Stored items:
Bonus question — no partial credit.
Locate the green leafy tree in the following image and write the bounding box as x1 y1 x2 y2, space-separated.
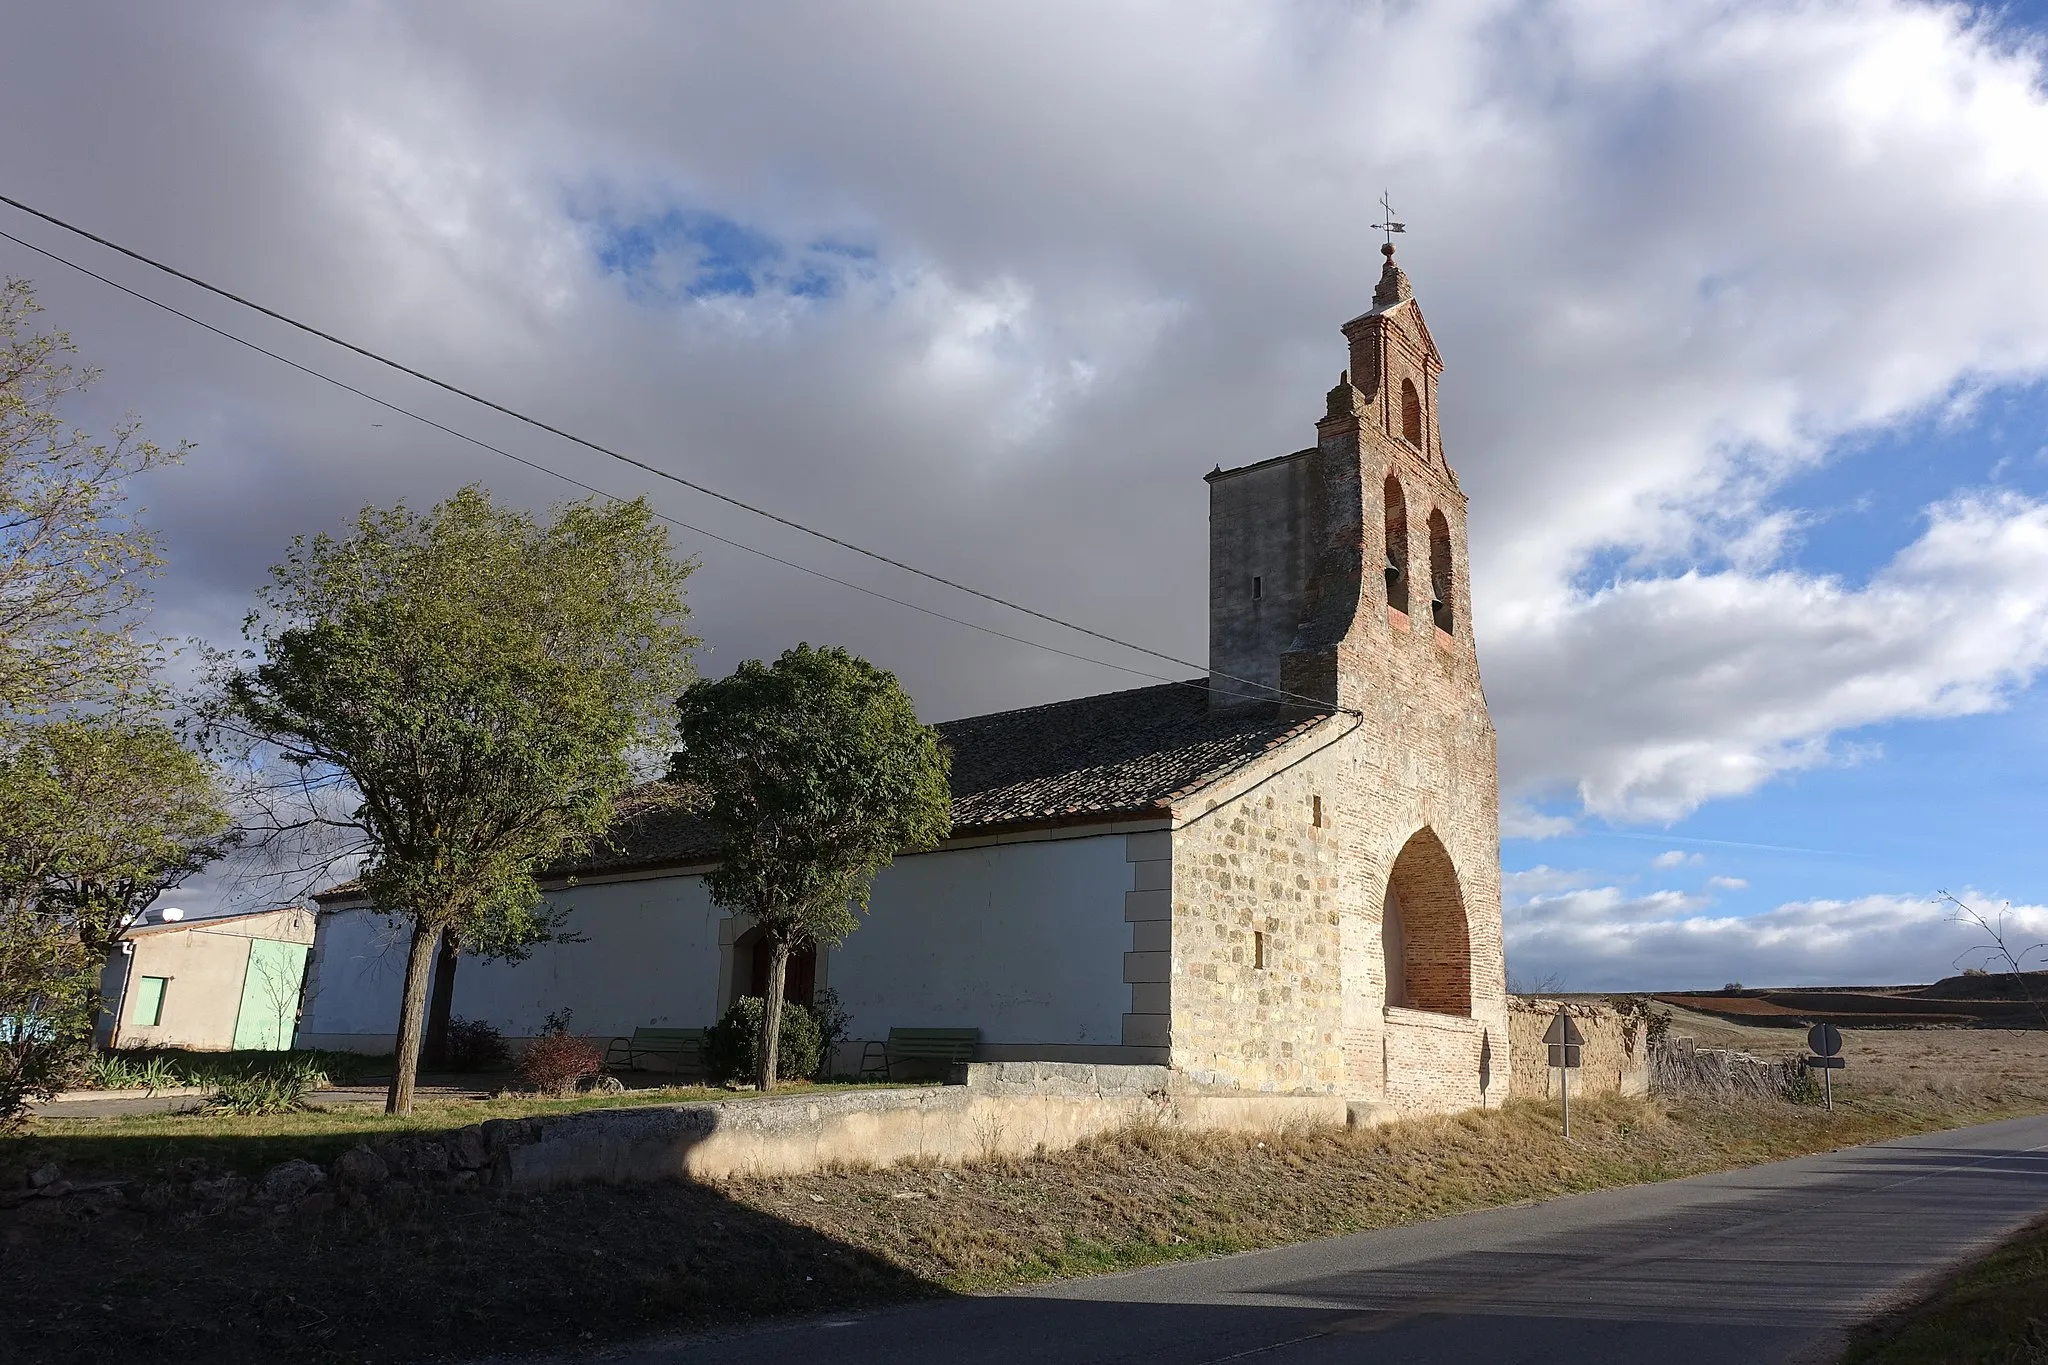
1 276 187 719
671 644 951 1090
216 485 696 1114
0 717 237 963
0 276 213 1114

Task directions: Set the pictures aside and repeat only the lines from the one containing "Locate the green" through the last line of the entries above, exactly as they stand.

Expected answer:
Locate the green leafy tree in the following image and write the bounding box as x1 y1 x2 y2, space-separated.
1 276 187 719
671 644 951 1090
216 485 696 1114
0 717 237 963
0 276 213 1114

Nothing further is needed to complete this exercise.